Copy out all the data, word for word.

(Natural-language object grounding data)
- - -

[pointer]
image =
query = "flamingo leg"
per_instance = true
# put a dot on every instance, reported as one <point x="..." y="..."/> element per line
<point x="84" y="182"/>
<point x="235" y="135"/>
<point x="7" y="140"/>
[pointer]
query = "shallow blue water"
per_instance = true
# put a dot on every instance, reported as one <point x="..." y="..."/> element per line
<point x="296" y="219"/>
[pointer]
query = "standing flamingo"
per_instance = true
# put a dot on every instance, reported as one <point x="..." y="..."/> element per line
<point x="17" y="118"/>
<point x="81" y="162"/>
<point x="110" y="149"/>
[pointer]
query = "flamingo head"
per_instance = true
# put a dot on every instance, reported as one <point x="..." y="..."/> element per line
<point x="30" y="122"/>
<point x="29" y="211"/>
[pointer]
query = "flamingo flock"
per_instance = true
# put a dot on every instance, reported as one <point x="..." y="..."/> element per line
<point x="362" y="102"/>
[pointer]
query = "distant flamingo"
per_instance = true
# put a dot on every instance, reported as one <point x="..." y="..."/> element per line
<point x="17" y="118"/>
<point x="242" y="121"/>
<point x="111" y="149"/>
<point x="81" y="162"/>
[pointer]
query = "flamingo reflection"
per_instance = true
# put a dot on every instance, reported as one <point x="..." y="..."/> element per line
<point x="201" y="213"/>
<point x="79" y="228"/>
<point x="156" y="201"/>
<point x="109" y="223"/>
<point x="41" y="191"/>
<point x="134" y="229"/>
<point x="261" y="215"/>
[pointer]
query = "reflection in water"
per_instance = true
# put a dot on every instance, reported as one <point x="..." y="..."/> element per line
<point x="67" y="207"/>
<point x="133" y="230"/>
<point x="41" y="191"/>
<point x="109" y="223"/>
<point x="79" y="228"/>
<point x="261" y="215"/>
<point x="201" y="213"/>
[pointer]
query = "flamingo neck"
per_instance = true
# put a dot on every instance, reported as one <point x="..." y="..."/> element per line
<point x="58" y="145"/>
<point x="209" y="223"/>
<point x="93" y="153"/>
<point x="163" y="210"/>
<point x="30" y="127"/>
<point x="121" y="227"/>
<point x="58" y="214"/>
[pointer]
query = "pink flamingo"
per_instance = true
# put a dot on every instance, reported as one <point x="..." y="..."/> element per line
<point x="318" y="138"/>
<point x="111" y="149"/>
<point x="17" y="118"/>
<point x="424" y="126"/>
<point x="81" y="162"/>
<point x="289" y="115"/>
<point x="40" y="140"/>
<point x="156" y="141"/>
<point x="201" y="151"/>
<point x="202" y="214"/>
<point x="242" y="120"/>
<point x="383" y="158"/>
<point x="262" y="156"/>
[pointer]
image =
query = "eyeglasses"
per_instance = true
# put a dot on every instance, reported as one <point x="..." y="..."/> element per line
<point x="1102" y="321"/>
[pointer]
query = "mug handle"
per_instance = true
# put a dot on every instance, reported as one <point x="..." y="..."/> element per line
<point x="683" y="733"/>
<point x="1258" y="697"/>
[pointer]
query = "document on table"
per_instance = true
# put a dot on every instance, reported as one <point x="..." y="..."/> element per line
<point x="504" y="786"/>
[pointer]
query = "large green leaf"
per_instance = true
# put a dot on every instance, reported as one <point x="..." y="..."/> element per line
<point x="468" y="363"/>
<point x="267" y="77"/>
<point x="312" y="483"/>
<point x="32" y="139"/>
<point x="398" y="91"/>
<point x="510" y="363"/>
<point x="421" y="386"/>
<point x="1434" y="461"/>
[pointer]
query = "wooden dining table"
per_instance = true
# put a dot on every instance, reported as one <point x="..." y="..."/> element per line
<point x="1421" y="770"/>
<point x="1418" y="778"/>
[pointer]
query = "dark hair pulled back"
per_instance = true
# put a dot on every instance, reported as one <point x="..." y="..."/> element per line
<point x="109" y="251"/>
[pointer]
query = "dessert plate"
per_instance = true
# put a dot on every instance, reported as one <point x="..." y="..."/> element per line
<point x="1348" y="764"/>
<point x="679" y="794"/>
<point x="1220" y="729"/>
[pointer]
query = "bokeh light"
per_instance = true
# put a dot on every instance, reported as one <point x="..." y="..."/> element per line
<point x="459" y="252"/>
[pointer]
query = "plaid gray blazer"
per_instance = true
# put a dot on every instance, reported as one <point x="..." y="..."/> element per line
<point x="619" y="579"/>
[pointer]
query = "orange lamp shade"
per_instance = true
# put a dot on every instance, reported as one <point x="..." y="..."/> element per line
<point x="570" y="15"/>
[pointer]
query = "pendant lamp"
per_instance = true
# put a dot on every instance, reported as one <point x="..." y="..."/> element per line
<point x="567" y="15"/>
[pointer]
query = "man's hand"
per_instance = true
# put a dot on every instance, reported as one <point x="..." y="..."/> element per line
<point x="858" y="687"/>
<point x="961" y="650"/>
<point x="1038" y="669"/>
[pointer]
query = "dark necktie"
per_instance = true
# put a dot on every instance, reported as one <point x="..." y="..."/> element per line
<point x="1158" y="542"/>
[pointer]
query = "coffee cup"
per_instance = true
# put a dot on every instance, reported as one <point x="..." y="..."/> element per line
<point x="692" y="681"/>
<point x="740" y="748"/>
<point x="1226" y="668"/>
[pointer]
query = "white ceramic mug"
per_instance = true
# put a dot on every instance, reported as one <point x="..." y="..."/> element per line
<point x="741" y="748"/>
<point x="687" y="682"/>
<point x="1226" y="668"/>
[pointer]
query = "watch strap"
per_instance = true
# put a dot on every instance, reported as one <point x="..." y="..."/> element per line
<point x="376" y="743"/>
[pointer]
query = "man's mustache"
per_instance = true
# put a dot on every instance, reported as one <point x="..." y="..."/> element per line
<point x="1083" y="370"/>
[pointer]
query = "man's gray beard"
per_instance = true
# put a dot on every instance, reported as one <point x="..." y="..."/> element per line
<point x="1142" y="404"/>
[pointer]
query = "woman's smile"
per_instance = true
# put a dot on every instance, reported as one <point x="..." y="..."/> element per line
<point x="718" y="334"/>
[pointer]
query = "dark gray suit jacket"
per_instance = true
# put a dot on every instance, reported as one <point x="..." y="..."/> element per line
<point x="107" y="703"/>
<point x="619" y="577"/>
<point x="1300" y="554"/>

- - -

Problem solution:
[pointer]
image =
query = "flamingo leg"
per_instance = true
# put a dot on every instance, reported as one <point x="..." y="..."/> element per line
<point x="84" y="182"/>
<point x="235" y="135"/>
<point x="7" y="140"/>
[pointer]
query = "shallow blue water"
per_instance = true
# put a dot on every instance, reported as one <point x="..." y="..."/> element per line
<point x="296" y="219"/>
[pointer]
query = "standing flamingo"
per_instance = true
# put a dot on every instance, reported as one <point x="..." y="..."/> element per line
<point x="17" y="118"/>
<point x="81" y="162"/>
<point x="110" y="149"/>
[pointer]
query = "flamingo head"
per_instance = true
# put a dot on every instance, reported as one <point x="..." y="..."/> element per line
<point x="30" y="122"/>
<point x="29" y="211"/>
[pointer]
query = "flamingo flock"
per_instance = true
# put a dot on every instance, reported as one <point x="..." y="..."/> element per line
<point x="362" y="102"/>
[pointer]
query = "distant flamingo"
per_instance = true
# put a dot on every instance, reported as one <point x="..." y="..."/> element per line
<point x="17" y="118"/>
<point x="242" y="121"/>
<point x="111" y="149"/>
<point x="81" y="162"/>
[pointer]
query = "flamingo reflection"
per_instance = true
# put a dot on every instance, reported as one <point x="..." y="..."/> element per line
<point x="201" y="213"/>
<point x="79" y="228"/>
<point x="156" y="201"/>
<point x="109" y="223"/>
<point x="41" y="191"/>
<point x="134" y="229"/>
<point x="261" y="215"/>
[pointer]
query = "reflection in water"
per_instance = true
# put a dot on every instance, reported as one <point x="..." y="..."/> element per line
<point x="67" y="207"/>
<point x="133" y="230"/>
<point x="41" y="191"/>
<point x="109" y="223"/>
<point x="79" y="228"/>
<point x="261" y="215"/>
<point x="201" y="213"/>
[pointer]
query = "flamingo neck"
per_instance = true
# put a dot on every instance, reported as one <point x="..." y="..."/> element per line
<point x="58" y="145"/>
<point x="209" y="223"/>
<point x="93" y="153"/>
<point x="163" y="210"/>
<point x="30" y="127"/>
<point x="121" y="227"/>
<point x="58" y="214"/>
[pointer]
query = "pink flamingo"
per_instance = true
# put a dot on every instance, reported as one <point x="..." y="..."/> element per line
<point x="318" y="138"/>
<point x="111" y="149"/>
<point x="17" y="118"/>
<point x="424" y="126"/>
<point x="81" y="162"/>
<point x="289" y="115"/>
<point x="40" y="140"/>
<point x="156" y="141"/>
<point x="201" y="151"/>
<point x="202" y="214"/>
<point x="242" y="120"/>
<point x="383" y="158"/>
<point x="262" y="156"/>
[pointer]
image =
query = "eyeglasses"
per_instance = true
# put a dot on every instance, reported as one <point x="..." y="..."/> element per line
<point x="1102" y="321"/>
[pointer]
query = "mug handle"
per_instance = true
# put a dot on every instance, reported as one <point x="..." y="..."/> element per line
<point x="683" y="733"/>
<point x="1258" y="697"/>
[pointer]
query = "document on table"
per_instance = true
# put a dot on every instance, reported as one <point x="..." y="..."/> element per line
<point x="504" y="786"/>
[pointer]
query = "large green leaf"
per_instance = true
# put a dot on every instance, reported as one <point x="..." y="..."/> element per line
<point x="468" y="363"/>
<point x="267" y="77"/>
<point x="312" y="483"/>
<point x="32" y="139"/>
<point x="398" y="91"/>
<point x="510" y="363"/>
<point x="421" y="386"/>
<point x="1434" y="461"/>
[pointer]
query = "wooden dining table"
per_instance = true
# put a dot on every instance, reported as one <point x="..." y="..."/> element per line
<point x="1421" y="770"/>
<point x="1418" y="778"/>
[pointer]
query = "dark hair pulled back"
per_instance = true
# put a dot on every instance, reported as one <point x="..." y="..."/> element per line
<point x="109" y="251"/>
[pointer]
query = "dessert plate"
per_instance = true
# put a dot on every instance, reported as one <point x="..." y="..."/> element per line
<point x="1348" y="764"/>
<point x="679" y="794"/>
<point x="1220" y="729"/>
[pointer]
query = "bokeh light"
per_instance = true
# put a dot on every instance, reported as one <point x="..." y="..."/> element per line
<point x="459" y="252"/>
[pointer]
query = "plaid gray blazer"
per_instance = true
# put a dot on every instance, reported as one <point x="..." y="..."/> element per line
<point x="619" y="579"/>
[pointer]
query = "orange lamp shade"
per_instance = true
# put a dot on every instance, reported as one <point x="..." y="..."/> element per line
<point x="570" y="15"/>
[pointer]
query = "pendant lamp"
per_instance = true
# put a dot on every instance, reported as one <point x="..." y="..."/> element per line
<point x="567" y="15"/>
[pointer]
query = "man's hand"
per_instance = true
# put a dot on every instance, reported as one <point x="..." y="..."/> element per line
<point x="858" y="687"/>
<point x="961" y="650"/>
<point x="1038" y="669"/>
[pointer]
query = "dark necktie"
per_instance = true
# put a dot on every instance, reported as one <point x="..." y="..."/> element per line
<point x="1158" y="542"/>
[pointer]
query = "coffee cup"
per_instance = true
# put a dot on every instance, reported as one <point x="..." y="..."/> element per line
<point x="692" y="681"/>
<point x="740" y="748"/>
<point x="1226" y="668"/>
[pointer]
query = "white ceramic mug"
per_instance = true
# put a dot on every instance, reported as one <point x="..." y="..."/> element per line
<point x="741" y="748"/>
<point x="687" y="682"/>
<point x="1226" y="668"/>
[pointer]
query = "watch strap"
per_instance = true
# put a dot on every instance, reported as one <point x="..." y="..."/> element per line
<point x="376" y="743"/>
[pointer]
query = "man's mustache"
per_instance = true
# put a dot on every instance, reported as one <point x="..." y="..."/> element per line
<point x="1083" y="370"/>
[pointer]
query = "man's gray beard"
per_instance = true
# put a dot on every instance, reported as one <point x="..." y="..."/> element per line
<point x="1142" y="404"/>
[pointer]
query = "woman's smile"
per_instance = true
# put a dot on every instance, reported as one <point x="..." y="..."/> element per line
<point x="718" y="334"/>
[pointer]
query = "dark gray suit jacket"
per_instance = true
# put a dot on every instance, reported as one <point x="..." y="..."/> element per line
<point x="107" y="703"/>
<point x="619" y="577"/>
<point x="1300" y="554"/>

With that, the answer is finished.